Given task = Rescale everything from the start of the rows down to the line containing "[129,54,220,112]", both ends included. Copy those lines in full, requests and all, multiplying each bounding-box coordinate in the answers by 2.3 and rounding to the nearest whole number, halves up.
** START OF Entries supplied **
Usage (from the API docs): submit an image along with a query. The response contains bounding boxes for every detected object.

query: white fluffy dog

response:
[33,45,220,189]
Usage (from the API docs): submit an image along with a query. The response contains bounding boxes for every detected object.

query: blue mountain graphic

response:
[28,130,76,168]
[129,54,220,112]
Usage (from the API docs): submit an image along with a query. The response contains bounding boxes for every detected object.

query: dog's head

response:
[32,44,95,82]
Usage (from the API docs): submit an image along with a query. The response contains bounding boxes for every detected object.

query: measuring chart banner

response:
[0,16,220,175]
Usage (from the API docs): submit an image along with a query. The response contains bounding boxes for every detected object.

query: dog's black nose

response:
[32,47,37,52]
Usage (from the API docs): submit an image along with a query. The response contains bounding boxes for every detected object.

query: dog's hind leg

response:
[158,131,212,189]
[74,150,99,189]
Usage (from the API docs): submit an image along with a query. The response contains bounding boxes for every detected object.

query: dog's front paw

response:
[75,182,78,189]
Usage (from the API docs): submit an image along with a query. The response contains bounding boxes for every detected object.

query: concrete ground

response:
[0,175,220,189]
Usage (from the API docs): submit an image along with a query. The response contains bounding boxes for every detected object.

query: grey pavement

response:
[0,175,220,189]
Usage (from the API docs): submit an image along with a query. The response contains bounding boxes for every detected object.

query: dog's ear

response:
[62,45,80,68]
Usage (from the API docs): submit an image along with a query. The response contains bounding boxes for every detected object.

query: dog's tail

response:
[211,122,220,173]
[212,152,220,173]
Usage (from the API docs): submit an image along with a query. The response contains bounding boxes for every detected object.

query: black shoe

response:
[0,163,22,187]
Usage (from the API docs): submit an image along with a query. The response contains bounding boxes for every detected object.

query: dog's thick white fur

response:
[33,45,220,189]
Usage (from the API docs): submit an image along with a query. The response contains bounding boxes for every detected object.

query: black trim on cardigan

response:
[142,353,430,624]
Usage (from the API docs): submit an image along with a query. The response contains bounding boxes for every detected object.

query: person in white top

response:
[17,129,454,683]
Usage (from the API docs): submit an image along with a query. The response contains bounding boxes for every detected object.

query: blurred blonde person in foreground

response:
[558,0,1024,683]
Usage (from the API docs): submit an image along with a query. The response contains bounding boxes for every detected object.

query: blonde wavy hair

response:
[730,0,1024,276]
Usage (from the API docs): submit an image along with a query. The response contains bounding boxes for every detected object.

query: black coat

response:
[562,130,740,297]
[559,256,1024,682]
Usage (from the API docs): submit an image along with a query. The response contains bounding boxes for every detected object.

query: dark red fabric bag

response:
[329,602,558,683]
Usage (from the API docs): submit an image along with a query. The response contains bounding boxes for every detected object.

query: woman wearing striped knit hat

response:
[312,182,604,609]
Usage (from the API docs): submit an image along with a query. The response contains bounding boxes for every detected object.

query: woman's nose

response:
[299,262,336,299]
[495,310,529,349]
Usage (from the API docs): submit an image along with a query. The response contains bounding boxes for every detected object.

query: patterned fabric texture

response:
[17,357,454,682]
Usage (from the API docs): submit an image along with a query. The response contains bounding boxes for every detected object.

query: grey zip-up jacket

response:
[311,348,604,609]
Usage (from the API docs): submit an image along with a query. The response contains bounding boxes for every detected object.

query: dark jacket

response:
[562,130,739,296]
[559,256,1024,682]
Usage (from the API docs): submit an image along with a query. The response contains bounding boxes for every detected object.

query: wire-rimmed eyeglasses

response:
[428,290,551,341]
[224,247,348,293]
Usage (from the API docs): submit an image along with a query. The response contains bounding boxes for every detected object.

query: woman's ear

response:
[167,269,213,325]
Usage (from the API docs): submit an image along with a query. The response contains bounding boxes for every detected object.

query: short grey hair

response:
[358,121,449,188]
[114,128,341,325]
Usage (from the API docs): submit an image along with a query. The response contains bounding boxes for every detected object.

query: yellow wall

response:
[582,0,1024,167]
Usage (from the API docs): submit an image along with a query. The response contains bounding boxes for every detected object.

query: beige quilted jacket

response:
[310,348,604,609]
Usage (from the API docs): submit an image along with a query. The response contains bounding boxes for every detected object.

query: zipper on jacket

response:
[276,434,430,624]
** END OF Entries supplied **
The answer =
Usage (from the API docs): submit an image along with a query. The response contains bounding boxes for every detected object.

query: white fluffy dog

response:
[76,104,506,435]
Usage (from the API docs): submit an image along with a query. The response contains bounding boxes for every detected object.

query: blue mountain graphic

response:
[64,299,175,386]
[297,124,506,258]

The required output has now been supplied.